--- EXTRACTO DEL DOCUMENTO ---
Camino por la calle concentrado en el gobierno de la república de mi mente. No hay mayor relación íntima que la que se tiene con el propio cuerpo. No nos podemos mentir, hacerlo, caer en el autoengaño, es caer en la estupidez. No hay trolas ni embustes que se le puedan plantear a la razón, porque somos testigos de lo que nos sucede. Todo lo que nos ocurre parece haber sido trazado con anterioridad y a veces es así porque somos nosotros mismos los que nos empeñamos en marcar con rotulador rojo líneas ascendentes en el mapa de nuestra vida. Líneas que nos llevarán al éxito anhelado. Claro que muchas veces nos equivocamos de meta y por eso la decepción nos gana la partida. O acertamos y es aún peor. Hay que tener cuidado con lo que se desea.
Uno piensa y programa, planifica castillos de aire que se derrumban y los sueños caen deshechos sobre la acera convertidos en arena ¿Cómo es posible el fracaso cuando el esfuerzo es gigantesco, cuando la competencia es mínima, cuando el viento sopla a favor? Entonces, cuando casi se saborea el triunfo, es cuando llega el momento crítico. En ese mágico instante salen los duendes invisibles cuya única misión es hacer la puñeta. Aparecen los imponderables, los detalles no calculados, lo imprevisible por improbable, el optimismo nos hace ver el vaso medio lleno, pero un optimista es un pesimista mal informado.
Nunca sabemos cómo reaccionar ante lo imprevisto porque desconocemos su trascendencia. Algo inesperado con aspecto de catástrofe puede ser la salvación o el desastre definitivo. Buscamos el equilibrio argumental, la lógica pragmática, nos ilusionamos con un cielo raso, pero siempre llega el “Tío Paco” con las rebajas. A veces el descuento es del 100% y llega la tormenta inoportuna, el dañino pedrisco que destroza lo sembrado. No existe la suerte, sólo existe la mala suerte que, como si fuese un banco de pirañas, no suelta la presa hasta arrancar bocado. La fatalidad siempre saca tajada.
--- CONJUNTO DE DATOS ---
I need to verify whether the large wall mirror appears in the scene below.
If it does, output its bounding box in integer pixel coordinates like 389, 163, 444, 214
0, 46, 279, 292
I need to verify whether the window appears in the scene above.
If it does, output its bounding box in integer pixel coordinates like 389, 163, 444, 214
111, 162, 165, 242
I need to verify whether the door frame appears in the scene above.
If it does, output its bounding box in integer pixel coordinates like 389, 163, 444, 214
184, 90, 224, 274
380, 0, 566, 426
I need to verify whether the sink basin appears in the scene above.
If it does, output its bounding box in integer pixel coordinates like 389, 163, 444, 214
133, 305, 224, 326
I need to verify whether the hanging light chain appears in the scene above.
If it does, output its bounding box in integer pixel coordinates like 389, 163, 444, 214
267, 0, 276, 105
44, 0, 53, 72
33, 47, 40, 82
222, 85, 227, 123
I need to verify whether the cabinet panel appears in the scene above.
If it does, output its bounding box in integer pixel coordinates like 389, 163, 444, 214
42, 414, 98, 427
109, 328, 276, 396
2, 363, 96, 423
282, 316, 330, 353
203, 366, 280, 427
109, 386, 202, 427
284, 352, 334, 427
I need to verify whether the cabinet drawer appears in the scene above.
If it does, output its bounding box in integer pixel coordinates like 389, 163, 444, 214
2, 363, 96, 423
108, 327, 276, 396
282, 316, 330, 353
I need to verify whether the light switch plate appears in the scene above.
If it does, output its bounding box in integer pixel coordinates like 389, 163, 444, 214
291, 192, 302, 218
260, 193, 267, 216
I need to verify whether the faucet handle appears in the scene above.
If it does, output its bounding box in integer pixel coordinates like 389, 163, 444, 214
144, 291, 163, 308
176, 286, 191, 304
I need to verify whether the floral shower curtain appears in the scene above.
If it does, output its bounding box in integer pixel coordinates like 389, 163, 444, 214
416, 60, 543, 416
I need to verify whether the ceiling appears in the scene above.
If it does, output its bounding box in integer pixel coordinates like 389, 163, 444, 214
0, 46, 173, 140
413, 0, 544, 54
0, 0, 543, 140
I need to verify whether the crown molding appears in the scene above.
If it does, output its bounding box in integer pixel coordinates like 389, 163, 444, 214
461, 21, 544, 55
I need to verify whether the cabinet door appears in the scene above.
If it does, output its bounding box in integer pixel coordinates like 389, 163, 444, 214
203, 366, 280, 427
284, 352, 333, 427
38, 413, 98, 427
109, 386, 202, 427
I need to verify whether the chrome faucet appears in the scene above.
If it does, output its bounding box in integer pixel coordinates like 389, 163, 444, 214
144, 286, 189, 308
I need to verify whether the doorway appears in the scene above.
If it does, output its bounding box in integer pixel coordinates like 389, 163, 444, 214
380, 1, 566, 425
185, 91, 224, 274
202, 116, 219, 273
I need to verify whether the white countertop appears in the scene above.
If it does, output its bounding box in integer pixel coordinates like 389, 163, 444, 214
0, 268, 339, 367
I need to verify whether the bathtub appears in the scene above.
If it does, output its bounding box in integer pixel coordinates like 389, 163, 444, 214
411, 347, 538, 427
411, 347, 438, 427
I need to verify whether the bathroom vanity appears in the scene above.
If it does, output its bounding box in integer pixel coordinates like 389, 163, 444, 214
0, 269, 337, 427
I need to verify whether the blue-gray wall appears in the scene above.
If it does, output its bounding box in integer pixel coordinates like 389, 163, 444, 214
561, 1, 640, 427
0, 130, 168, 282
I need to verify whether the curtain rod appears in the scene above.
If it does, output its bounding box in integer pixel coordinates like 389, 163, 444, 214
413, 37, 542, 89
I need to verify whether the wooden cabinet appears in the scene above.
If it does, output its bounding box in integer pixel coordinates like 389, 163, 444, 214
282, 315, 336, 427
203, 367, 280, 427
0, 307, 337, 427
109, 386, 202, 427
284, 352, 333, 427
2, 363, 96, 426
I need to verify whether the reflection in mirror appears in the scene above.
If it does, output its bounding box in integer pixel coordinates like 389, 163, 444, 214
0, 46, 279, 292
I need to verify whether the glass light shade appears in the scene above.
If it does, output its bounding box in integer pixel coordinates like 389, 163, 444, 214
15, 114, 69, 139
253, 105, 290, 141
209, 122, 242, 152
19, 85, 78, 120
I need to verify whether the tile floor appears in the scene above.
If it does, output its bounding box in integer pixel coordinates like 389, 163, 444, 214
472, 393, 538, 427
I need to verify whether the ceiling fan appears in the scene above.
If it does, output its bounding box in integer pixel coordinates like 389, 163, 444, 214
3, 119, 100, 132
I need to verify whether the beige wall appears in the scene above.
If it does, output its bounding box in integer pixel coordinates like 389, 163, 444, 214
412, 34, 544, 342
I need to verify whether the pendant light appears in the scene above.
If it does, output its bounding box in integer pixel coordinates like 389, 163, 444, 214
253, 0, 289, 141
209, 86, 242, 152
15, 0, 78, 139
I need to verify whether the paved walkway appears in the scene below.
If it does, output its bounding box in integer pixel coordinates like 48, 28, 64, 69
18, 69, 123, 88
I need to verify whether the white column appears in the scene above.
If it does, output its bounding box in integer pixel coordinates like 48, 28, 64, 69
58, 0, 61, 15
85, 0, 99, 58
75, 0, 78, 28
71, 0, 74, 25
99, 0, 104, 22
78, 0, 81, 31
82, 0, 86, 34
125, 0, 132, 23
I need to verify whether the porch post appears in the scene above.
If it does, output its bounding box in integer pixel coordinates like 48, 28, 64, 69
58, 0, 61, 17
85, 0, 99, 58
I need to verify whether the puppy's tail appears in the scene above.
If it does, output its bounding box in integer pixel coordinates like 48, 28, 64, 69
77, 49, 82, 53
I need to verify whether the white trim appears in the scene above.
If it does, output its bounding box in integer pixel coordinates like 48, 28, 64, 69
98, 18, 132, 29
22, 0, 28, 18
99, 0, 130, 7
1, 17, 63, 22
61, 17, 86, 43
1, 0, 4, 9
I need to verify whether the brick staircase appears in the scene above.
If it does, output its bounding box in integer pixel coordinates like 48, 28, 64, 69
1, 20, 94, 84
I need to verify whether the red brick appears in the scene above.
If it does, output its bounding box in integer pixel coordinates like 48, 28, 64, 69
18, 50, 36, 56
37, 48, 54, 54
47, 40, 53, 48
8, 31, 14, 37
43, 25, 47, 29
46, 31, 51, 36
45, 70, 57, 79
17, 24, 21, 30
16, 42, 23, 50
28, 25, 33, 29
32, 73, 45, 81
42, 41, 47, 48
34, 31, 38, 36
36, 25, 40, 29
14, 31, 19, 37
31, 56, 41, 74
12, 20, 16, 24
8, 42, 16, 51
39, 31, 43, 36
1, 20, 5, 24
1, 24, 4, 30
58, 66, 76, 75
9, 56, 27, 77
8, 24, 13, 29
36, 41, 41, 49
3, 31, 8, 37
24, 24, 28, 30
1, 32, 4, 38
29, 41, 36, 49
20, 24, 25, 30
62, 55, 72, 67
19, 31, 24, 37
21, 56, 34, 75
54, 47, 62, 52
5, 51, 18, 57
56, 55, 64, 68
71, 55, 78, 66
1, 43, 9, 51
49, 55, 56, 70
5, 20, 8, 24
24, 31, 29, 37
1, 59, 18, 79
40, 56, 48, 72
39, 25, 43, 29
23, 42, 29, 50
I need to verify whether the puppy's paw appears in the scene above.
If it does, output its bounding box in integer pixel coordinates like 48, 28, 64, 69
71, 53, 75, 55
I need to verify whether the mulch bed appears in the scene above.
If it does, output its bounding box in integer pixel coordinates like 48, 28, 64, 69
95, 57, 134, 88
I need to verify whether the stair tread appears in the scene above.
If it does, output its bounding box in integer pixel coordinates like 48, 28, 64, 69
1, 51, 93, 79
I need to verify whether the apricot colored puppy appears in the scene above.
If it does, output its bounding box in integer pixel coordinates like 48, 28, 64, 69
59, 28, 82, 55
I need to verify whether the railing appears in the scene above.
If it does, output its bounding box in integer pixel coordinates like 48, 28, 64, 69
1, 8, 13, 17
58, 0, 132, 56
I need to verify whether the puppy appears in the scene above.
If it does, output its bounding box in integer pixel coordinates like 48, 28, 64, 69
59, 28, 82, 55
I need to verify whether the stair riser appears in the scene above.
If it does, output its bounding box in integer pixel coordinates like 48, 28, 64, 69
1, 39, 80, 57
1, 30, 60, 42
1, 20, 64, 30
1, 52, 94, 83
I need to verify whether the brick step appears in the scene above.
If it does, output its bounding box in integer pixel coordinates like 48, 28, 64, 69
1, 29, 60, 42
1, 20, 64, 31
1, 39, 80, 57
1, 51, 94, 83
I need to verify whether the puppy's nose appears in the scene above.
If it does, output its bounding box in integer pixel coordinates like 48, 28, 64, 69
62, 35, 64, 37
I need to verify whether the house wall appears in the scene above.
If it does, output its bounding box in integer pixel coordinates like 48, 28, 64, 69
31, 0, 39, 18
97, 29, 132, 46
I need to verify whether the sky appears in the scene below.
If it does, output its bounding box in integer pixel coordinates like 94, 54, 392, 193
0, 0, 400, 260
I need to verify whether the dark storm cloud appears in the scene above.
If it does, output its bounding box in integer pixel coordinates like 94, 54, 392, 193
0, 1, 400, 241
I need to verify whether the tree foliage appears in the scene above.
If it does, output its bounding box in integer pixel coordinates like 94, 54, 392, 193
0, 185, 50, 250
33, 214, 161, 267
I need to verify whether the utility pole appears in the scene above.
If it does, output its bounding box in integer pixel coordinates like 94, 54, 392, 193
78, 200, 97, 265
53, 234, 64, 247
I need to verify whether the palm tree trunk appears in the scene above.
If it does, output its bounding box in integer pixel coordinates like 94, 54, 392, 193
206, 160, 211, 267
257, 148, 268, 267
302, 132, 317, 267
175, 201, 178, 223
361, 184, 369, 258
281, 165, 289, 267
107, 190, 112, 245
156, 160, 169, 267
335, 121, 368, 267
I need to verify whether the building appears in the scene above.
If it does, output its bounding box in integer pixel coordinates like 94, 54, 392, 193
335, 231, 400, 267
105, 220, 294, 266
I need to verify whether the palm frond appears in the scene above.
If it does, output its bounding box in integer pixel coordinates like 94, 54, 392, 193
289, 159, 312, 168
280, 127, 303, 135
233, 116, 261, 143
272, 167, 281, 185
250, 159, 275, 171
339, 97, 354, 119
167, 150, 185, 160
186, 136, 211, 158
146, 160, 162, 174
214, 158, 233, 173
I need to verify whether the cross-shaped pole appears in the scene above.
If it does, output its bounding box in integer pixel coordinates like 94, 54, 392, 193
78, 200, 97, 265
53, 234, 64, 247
---
» TAREAS A REALIZAR
(1) Responda a las siguientes preguntas según el fragmento:
(a) ¿De qué color es el rotulador con el que marcamos líneas ascendentes en el mapa de nuestra vida?
(b) ¿Cuál es la única misión de los duendes invisibles?
(c) ¿Con qué se compara la mala suerte?
(2) Imprima sin alteraciones el pasaje del fragmento que comienza con las palabras "Camino por la" y termina después de "que se desea.".
(3) Indique si cada afirmación concuerda con el fragmento:
(a) La suerte existe.
(b) Un optimista es un pesimista mal informado.
(c) El descuento nunca llega al 100%.

» RESPUESTAS ESCRITAS
(1)
(a) Rojo.
(b) Hacer la puñeta.
(c) Con un banco de pirañas.

(2)
Camino por la calle concentrado en el gobierno de la república de mi mente. No hay mayor relación íntima que la que se tiene con el propio cuerpo. No nos podemos mentir, hacerlo, caer en el autoengaño, es caer en la estupidez. No hay trolas ni embustes que se le puedan plantear a la razón, porque somos testigos de lo que nos sucede. Todo lo que nos ocurre parece haber sido trazado con anterioridad y a veces es así porque somos nosotros mismos los que nos empeñamos en marcar con rotulador rojo líneas ascendentes en el mapa de nuestra vida. Líneas que nos llevarán al éxito anhelado. Claro que muchas veces nos equivocamos de meta y por eso la decepción nos gana la partida. O acertamos y es aún peor. Hay que tener cuidado con lo que se desea.

(3)
(a) No: "No existe la suerte, sólo existe la mala suerte".
(b) Sí: "un optimista es un pesimista mal informado".
(c) No: "A veces el descuento es del 100%".